§ EXTRACT TO READ:
• • •
Jazmin Sawyers was born in Stoke-on-Trent to a Jamaican father and an English mother, who later became the Chief Constable of Staffordshire.[3][4] She was initially a child gymnast, participating in the sport from the age of four. At ten years old she began to take part in athletics events at school and decided to start practising in various events.[5]
As part of City of Stoke Athletics Club, Sawyers focused mainly on high jump and long jump.[8] At the 2007 English Schools Championships she was the high jump runner-up with a personal best of 1.70 m (5 ft 6+3⁄4 in), finishing behind Katarina Johnson-Thompson.[9] The following year, Sawyers won the English Schools' titles in the long jump and the pentathlon – a feat she repeated in 2009.[8] In 2010, she won a scholarship to study at Millfieldpublic school.
Youth and junior medals
Sawyer's first international appearances came in 2011. At the World Youth Championships, she placed ninth in the heptathlon. She cleared six metres in the long jump for the first time that year and surpassed that mark to win the gold in the event at the Commonwealth Youth Games.[8] She was also a 4 × 100 metres relay champion with England at that event.[10]
Sawyers' bobsleigh training at the start of 2012 meant she was ill-prepared for heptathlon in the summer. She opted to focus on the long jump instead, as this combined well with the explosive strength training she had undertaken for the winter sport.[5] This proved to be a successful switch as she set a personal best and world-leading junior mark of 6.64 m (21 ft 9+1⁄4 in) to place third at the British Championships.[11] Sawyers was the bronze medallist at the World Junior Championships – her distance of 6.67 m (21 ft 10+1⁄2 in) was beaten only by the wind-assisted jumps of British rival Katerina Johnson-Thompson and Germany's Lena Malkus.[12] Sawyers' performance was the second best wind-legal jump by a junior woman that year.[13]
At the start of 2014, Sawyers set an indoor best of 6.44 m (21 ft 1+1⁄2 in) to place second to Johnson-Thompson at the British Indoor Championships.[16] Outdoors, she had a string of victories (including a win at the Universities Championships) in the buildup to the European Team Championships, where she placed ninth overall. Sawyers was again second best to Johnson-Thompson at the outdoor National Championships but both gained selection for the long jump for England at the 2014 Commonwealth Games. However, Johnson-Thompson withdrew prior to the championships and the other leading English athlete Proctor could not compete in the final due to injury, making Sawyer's England's leading medal hope.[17] At the competition in Glasgow her final round jump of 6.54 m (21 ft 5+1⁄4 in) was a season's best and resulted in a silver medal – her first international senior medal and just two centimetres behind winner Ese Brume.[18]
At the 2020 Summer Olympics, held in Tokyo in 2021, Sawyers finished 8th in the final with a distance of 6.80 metres.
• • •
§ LISTED RECORDS:
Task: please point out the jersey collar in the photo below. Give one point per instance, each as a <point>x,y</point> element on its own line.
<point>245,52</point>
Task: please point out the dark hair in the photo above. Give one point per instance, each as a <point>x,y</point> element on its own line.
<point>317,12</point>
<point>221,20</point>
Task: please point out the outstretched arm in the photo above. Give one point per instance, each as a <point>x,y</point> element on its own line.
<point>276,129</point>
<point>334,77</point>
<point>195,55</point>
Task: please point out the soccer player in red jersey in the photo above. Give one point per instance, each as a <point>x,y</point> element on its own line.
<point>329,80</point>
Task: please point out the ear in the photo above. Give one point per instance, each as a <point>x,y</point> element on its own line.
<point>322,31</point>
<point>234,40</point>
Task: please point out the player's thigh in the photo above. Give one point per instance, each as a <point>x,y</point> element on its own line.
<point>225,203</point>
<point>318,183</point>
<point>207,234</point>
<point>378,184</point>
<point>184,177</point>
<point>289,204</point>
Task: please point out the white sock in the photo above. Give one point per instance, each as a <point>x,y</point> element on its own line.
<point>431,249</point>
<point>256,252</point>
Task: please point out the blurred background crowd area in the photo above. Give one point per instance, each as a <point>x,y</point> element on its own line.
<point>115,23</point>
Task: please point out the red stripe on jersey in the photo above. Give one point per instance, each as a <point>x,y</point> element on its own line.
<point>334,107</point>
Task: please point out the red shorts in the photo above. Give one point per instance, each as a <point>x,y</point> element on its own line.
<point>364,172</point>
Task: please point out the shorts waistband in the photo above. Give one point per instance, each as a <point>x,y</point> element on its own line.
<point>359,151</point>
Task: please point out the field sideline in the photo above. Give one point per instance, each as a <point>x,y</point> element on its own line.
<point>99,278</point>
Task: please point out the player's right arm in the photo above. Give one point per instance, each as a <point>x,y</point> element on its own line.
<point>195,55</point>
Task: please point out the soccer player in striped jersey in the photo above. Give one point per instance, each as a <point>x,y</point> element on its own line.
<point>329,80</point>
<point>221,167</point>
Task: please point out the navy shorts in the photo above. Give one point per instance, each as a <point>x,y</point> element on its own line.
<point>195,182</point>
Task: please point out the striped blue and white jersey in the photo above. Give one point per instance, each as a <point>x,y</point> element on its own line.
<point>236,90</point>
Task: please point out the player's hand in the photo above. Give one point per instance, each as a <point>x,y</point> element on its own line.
• • •
§ EXERCISES TO COMPLETE:
• 1. In the Jazmin Sawyers biography, take the part that opens with the words containing "Jazmin Sawyers was" and closes with "at Millfieldpublic school.", and swap "high jump" for "triple jump" throughout it.
• 2. According to the Jazmin Sawyers biography, what distance did Sawyers jump in Glasgow to win her silver medal at the 2014 Commonwealth Games?
• 3. Using the Jazmin Sawyers biography, explain why Sawyers concentrated on the long jump rather than the heptathlon in the summer of 2012.
The records are separate material from the Jazmin Sawyers biography.

§ RESULTS OF THE EXERCISE:
• 1.
Jazmin Sawyers was born in Stoke-on-Trent to a Jamaican father and an English mother, who later became the Chief Constable of Staffordshire.[3][4] She was initially a child gymnast, participating in the sport from the age of four. At ten years old she began to take part in athletics events at school and decided to start practising in various events.[5]
As part of City of Stoke Athletics Club, Sawyers focused mainly on triple jump and long jump.[8] At the 2007 English Schools Championships she was the triple jump runner-up with a personal best of 1.70 m (5 ft 6+3⁄4 in), finishing behind Katarina Johnson-Thompson.[9] The following year, Sawyers won the English Schools' titles in the long jump and the pentathlon – a feat she repeated in 2009.[8] In 2010, she won a scholarship to study at Millfieldpublic school.

• 2. She jumped 6.54 m (21 ft 5+1⁄4 in).

• 3. Her bobsleigh training at the start of 2012 had left her ill-prepared for the heptathlon. The long jump also combined well with the explosive strength training she had done for bobsleigh.